## EXTRACT
####
Isaac Brown

No. 1 – Louisville Cardinals
- Position: Running back
- Class: Junior

Personal information
- Born: March 2, 2005 (age 21)
- Listed height: 5 ft 9 in (1.75 m)
- Listed weight: 190 lb (86 kg)

Career information
- High school: Homestead (Homestead, Florida)
- College: Louisville (2024–present);

Awards and highlights
- ACC Rookie of the Year (2024); ACC Offensive Rookie of the Year (2024); Second-team All-ACC (2024); Third-team All-ACC (2025);
- Stats at ESPN

= Isaac Brown (American football) =

American football player (born 2005)

Isaac Brown (born March 2, 2005) is an American college football running back for the Louisville Cardinals.

==Early life==
Brown attended Homestead Senior High School in Homestead, Florida. He had 650 rushing yards and 10 touchdowns as a junior and 1,084 yards as a senior. He committed to the University of Louisville to play college football.
####
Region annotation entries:
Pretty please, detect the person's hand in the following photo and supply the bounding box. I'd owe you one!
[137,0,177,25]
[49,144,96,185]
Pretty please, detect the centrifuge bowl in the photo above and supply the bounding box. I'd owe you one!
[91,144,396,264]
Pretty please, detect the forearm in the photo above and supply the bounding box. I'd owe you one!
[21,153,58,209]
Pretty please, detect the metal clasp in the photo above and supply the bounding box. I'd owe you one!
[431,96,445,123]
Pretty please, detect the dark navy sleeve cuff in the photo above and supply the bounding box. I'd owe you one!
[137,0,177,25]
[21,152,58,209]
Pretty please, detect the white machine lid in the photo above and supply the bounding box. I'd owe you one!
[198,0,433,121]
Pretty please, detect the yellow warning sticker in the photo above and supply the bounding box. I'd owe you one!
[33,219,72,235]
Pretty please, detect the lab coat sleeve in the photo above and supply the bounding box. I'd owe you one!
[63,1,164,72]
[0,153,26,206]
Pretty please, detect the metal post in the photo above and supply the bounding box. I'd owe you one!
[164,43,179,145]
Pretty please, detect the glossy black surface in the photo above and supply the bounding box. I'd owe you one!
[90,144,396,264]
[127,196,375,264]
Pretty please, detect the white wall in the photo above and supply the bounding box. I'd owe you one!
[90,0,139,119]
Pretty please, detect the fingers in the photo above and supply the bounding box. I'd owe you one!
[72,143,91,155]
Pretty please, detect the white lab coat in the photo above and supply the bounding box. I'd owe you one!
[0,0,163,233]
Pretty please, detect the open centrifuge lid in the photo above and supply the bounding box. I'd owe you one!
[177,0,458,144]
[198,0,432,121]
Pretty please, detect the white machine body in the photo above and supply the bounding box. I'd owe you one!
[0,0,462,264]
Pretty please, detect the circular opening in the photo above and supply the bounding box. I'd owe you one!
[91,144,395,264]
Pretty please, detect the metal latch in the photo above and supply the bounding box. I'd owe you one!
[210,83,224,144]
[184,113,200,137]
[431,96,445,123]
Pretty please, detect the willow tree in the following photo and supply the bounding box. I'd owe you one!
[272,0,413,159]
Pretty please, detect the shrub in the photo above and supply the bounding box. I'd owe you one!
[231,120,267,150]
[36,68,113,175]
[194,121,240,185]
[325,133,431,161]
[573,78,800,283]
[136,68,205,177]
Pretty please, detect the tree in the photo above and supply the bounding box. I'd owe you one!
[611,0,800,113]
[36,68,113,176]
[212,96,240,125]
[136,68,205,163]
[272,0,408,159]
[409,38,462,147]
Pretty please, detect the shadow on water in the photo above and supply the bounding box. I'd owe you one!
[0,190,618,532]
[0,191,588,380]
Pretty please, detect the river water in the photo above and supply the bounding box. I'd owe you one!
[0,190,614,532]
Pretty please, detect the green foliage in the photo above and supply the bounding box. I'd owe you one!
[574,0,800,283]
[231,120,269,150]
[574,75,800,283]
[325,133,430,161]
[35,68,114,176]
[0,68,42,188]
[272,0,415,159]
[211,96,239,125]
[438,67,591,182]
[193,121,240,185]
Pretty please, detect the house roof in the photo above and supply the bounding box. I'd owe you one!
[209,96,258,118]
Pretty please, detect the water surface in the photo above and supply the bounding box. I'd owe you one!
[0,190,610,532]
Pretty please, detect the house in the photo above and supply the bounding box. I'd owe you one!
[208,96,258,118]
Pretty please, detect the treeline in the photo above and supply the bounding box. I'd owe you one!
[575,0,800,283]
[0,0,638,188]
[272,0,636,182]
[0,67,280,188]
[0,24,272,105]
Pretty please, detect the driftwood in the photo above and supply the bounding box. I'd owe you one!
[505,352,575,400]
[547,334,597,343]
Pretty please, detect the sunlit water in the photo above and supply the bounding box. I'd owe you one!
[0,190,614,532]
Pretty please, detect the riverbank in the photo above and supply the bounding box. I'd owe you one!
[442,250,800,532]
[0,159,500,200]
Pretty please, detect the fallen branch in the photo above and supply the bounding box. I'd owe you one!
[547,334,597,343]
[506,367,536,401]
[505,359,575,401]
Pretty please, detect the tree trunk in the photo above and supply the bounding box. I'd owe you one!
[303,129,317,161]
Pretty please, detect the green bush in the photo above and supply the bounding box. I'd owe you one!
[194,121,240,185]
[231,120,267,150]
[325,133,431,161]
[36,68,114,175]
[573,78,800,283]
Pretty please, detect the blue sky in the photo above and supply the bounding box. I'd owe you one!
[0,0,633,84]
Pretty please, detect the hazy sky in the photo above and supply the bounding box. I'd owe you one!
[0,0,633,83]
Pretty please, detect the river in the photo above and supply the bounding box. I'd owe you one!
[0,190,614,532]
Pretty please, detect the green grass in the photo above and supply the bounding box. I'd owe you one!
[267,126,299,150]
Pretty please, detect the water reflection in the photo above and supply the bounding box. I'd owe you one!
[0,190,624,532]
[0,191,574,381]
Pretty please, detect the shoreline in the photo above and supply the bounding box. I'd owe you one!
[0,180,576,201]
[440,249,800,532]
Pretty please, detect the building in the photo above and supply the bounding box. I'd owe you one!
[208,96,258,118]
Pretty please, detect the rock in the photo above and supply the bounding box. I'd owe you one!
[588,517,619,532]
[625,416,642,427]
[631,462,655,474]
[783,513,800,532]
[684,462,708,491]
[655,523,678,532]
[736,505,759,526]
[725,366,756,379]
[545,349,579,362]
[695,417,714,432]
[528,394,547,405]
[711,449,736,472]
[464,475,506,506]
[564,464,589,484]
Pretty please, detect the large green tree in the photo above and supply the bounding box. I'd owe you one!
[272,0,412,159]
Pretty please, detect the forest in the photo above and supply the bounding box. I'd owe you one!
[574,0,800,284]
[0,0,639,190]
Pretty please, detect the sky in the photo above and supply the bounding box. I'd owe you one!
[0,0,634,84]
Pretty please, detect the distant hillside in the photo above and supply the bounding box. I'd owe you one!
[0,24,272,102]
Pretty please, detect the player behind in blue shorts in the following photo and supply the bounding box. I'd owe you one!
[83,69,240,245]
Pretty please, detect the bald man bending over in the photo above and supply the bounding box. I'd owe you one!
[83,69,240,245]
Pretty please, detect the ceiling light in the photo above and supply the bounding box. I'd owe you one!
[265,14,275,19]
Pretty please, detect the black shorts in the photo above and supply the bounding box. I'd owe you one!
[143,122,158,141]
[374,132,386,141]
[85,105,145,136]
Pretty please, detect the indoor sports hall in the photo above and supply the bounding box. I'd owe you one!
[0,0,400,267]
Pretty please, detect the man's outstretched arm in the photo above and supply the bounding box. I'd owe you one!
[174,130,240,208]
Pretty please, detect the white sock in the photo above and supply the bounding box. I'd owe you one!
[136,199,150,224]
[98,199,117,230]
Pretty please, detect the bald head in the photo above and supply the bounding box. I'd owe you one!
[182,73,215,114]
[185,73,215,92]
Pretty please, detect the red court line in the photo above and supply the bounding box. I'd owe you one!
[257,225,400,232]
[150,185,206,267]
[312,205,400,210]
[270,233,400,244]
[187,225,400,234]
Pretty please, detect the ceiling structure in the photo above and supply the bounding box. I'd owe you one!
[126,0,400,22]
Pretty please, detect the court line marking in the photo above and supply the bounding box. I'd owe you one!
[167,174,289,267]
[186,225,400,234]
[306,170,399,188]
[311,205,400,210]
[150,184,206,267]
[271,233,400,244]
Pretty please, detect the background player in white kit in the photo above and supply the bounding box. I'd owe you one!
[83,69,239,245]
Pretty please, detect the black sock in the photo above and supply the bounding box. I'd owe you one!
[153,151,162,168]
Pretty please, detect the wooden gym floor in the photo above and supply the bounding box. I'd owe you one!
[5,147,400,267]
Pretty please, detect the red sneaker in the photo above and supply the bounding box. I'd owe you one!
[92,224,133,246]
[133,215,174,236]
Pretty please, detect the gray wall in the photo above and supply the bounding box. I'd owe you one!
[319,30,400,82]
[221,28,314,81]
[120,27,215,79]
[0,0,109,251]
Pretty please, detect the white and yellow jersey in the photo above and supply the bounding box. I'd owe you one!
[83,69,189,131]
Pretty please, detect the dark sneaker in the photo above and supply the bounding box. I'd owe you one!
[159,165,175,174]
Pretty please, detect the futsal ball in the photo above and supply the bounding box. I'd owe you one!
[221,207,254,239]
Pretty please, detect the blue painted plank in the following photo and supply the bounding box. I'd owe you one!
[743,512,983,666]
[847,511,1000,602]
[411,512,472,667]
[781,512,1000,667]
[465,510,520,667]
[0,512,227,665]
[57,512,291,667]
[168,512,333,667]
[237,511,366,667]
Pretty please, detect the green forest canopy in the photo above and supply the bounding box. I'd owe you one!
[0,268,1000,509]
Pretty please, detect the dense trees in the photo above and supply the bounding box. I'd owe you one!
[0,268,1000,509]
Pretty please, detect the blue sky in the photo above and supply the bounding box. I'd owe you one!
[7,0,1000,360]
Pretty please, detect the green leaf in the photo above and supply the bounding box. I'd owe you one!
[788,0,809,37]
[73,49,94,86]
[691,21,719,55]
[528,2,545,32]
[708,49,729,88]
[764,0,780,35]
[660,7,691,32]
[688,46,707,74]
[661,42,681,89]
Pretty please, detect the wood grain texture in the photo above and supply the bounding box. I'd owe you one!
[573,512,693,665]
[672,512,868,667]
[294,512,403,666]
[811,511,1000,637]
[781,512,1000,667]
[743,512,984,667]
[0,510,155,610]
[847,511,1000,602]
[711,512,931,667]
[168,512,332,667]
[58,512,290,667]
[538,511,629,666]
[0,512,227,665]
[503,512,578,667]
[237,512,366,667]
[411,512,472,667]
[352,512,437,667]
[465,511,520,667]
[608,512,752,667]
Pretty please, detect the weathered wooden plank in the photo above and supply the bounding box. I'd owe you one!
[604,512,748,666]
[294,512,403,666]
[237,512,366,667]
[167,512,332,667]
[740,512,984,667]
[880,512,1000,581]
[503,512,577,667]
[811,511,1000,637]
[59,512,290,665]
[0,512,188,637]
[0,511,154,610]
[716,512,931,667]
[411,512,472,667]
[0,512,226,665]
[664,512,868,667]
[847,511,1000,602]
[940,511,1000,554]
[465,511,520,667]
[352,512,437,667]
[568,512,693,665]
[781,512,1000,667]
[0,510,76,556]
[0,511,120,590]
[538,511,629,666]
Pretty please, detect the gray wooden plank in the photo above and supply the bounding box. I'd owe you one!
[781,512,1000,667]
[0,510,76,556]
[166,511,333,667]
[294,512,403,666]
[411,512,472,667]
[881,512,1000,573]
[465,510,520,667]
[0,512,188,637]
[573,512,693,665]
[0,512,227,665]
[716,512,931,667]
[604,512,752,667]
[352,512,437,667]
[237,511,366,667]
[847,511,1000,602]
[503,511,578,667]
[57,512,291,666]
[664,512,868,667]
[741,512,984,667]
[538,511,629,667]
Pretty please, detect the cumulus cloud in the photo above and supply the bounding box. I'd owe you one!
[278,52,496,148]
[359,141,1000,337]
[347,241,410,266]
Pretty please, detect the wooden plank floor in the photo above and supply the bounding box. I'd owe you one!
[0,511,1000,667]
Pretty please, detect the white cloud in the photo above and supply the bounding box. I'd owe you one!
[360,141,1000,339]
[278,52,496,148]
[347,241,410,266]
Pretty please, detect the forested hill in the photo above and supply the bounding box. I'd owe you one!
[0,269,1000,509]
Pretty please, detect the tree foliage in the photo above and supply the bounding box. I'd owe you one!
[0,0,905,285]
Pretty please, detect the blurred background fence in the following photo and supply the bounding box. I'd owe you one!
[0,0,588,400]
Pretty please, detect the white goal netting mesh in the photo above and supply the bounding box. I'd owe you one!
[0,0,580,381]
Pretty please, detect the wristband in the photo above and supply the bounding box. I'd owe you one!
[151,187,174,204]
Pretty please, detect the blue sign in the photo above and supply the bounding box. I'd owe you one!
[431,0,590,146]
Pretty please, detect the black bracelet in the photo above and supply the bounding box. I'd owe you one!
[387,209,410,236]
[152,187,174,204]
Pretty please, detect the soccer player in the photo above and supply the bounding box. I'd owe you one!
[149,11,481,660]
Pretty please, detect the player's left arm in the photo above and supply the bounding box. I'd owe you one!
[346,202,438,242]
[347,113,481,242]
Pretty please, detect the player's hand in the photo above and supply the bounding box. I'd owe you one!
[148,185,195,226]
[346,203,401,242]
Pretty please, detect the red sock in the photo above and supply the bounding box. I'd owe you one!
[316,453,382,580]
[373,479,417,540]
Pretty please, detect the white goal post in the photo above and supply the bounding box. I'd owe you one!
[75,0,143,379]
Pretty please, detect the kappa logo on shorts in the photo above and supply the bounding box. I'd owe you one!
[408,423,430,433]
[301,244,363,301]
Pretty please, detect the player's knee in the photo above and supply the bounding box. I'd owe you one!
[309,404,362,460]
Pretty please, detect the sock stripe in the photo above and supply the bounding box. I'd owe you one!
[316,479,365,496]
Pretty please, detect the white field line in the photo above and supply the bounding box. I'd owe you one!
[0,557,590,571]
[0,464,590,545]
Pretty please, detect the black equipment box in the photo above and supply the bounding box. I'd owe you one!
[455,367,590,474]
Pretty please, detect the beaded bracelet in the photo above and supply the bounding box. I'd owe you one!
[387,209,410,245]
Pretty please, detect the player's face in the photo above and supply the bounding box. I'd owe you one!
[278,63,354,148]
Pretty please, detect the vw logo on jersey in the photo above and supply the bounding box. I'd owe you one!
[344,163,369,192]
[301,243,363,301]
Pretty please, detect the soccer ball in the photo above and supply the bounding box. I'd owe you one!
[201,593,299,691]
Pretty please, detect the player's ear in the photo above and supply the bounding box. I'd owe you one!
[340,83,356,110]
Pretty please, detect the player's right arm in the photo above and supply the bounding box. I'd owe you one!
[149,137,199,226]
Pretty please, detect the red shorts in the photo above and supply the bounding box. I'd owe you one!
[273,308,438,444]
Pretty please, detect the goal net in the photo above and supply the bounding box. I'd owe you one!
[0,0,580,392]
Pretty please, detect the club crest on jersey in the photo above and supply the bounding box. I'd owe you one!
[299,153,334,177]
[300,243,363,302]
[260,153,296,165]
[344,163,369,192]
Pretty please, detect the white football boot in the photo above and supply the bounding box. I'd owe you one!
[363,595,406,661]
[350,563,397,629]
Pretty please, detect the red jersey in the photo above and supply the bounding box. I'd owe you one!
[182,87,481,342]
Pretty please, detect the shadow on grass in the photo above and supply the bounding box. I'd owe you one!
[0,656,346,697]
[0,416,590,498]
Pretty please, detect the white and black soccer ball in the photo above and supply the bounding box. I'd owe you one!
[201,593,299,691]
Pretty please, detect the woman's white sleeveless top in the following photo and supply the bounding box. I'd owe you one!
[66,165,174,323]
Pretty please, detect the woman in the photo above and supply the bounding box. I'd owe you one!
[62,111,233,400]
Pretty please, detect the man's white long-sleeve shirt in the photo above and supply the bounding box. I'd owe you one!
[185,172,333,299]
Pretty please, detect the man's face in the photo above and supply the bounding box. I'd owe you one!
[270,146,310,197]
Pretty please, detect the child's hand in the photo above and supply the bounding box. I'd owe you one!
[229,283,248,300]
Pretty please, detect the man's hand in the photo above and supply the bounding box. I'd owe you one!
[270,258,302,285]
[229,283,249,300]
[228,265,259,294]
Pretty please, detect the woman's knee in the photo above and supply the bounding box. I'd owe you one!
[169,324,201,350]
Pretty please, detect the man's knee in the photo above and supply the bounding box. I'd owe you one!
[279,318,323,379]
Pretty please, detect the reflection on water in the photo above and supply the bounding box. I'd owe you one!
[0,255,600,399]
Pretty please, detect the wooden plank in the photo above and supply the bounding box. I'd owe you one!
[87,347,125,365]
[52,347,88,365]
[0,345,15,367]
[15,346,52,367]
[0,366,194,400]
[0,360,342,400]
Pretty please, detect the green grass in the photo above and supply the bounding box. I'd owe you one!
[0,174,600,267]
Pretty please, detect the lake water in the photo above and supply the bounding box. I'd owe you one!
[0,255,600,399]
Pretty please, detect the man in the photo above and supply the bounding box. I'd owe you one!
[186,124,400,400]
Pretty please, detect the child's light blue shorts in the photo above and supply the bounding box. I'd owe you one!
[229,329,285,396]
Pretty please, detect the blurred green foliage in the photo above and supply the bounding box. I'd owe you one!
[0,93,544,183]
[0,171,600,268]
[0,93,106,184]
####
## EXERCISE SET
1. Write out the part of the Isaac Brown profile that opens with the words containing "- Listed height: 5" and closes with "player (born 2005)".
2. Continue the Isaac Brown profile from where it stops.

## SOLVED PROBLEMS
1.
- Listed height: 5 ft 9 in (1.75 m)
- Listed weight: 190 lb (86 kg)

Career information
- High school: Homestead (Homestead, Florida)
- College: Louisville (2024–present);

Awards and highlights
- ACC Rookie of the Year (2024); ACC Offensive Rookie of the Year (2024); Second-team All-ACC (2024); Third-team All-ACC (2025);
- Stats at ESPN

= Isaac Brown (American football) =

American football player (born 2005)

2.
College recruiting
| Name | Hometown | School | Height | Weight | 40^{‡} | Commit date |
| Isaac Brown RB | Homestead, Florida, U.S. | Homestead | 5 ft 9 in (1.75 m) | 190 lb (86 kg) | – | Aug 1, 2022 |
Recruit ratings: Rivals: 247Sports: ESPN: (80)
Overall recruit ranking: 247Sports: 39 (RB) ESPN: 31 (RB)
Note: In many cases, Scout, Rivals, 247Sports, On3, and ESPN may conflict in their listings of height and weight.; In these cases, the average was taken. ESPN grades are on a 100-point scale.; Sources: "2024 Team Ranking". Rivals.com.;

==College career==
===2024 season===
In his first game as a true freshman at Louisville, Brown rushed for 123 yards on five carries with a touchdown. He rushed for 1,173 yards, becoming the first true freshman in program history to rush for over 1,000 yards. He led the ACC with 7.1 yards per carry and finished third in rushing yards.

He was named ACC Rookie of the Year and ACC Offensive Rookie of the Year. Brown also received second-team All-ACC honors.

===2025 season===
Brown entered the 2025 season as the starting running back for the Cardinals.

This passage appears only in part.